• [DONNÉES BRUTES]:
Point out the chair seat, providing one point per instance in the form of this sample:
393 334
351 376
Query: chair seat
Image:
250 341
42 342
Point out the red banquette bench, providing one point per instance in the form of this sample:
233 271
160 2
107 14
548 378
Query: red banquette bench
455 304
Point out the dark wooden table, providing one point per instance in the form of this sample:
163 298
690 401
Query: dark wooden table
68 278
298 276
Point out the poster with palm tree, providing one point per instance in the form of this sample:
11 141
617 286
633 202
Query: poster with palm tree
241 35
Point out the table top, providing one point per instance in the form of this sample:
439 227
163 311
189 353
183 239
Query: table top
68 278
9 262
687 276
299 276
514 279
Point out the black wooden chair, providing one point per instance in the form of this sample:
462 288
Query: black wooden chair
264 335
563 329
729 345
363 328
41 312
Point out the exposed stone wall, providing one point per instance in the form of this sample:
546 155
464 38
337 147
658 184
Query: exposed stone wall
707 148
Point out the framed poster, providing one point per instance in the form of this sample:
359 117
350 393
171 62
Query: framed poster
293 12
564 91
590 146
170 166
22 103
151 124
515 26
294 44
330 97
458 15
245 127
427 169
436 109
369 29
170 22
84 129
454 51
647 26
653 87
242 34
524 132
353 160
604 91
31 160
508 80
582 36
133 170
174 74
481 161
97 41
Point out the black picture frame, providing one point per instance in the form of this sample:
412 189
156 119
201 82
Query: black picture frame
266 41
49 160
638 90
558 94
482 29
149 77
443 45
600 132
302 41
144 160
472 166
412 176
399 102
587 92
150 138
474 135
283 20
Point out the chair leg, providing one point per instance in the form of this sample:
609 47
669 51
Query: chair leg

• [EXERCICE]: Recopiez sans la moindre modification chacune des lignes de la liste ci-dessus, de la première à la dernière.

• [RÉSULTAT DE L'EXERCICE]:
Point out the chair seat, providing one point per instance in the form of this sample:
393 334
351 376
Query: chair seat
Image:
250 341
42 342
Point out the red banquette bench, providing one point per instance in the form of this sample:
233 271
160 2
107 14
548 378
Query: red banquette bench
455 304
Point out the dark wooden table, providing one point per instance in the form of this sample:
163 298
690 401
Query: dark wooden table
68 278
298 276
Point out the poster with palm tree, providing one point per instance in the form of this sample:
11 141
617 286
633 202
Query: poster with palm tree
241 35
Point out the table top, providing one point per instance in the form of this sample:
439 227
163 311
189 353
183 239
Query: table top
68 278
9 262
687 276
299 276
514 279
Point out the black wooden chair, providing one point per instance in the form of this sample:
462 288
Query: black wooden chair
264 335
563 329
729 345
363 328
41 312
Point out the exposed stone wall, providing one point per instance in the form of this sample:
546 155
464 38
337 147
658 184
Query: exposed stone wall
707 148
Point out the framed poster, providing one point per instance in the form of this sample:
359 117
350 393
171 62
Query: framed poster
293 12
564 91
590 146
170 166
22 103
151 124
515 26
294 44
330 97
458 15
245 127
427 169
436 109
369 29
170 22
84 129
454 51
647 26
653 87
242 34
524 132
353 160
604 91
31 160
508 80
582 36
133 170
174 74
481 161
97 41
Point out the black picture frame, providing one point per instance in the form of this sample:
412 189
156 119
201 82
Query: black picture frame
266 41
49 160
638 90
558 94
482 29
149 77
443 45
600 132
302 41
144 160
472 166
412 176
399 102
587 92
150 138
474 135
283 20
Point out the chair leg, providing one point per instance in the form of this sample:
609 47
669 51
Query: chair leg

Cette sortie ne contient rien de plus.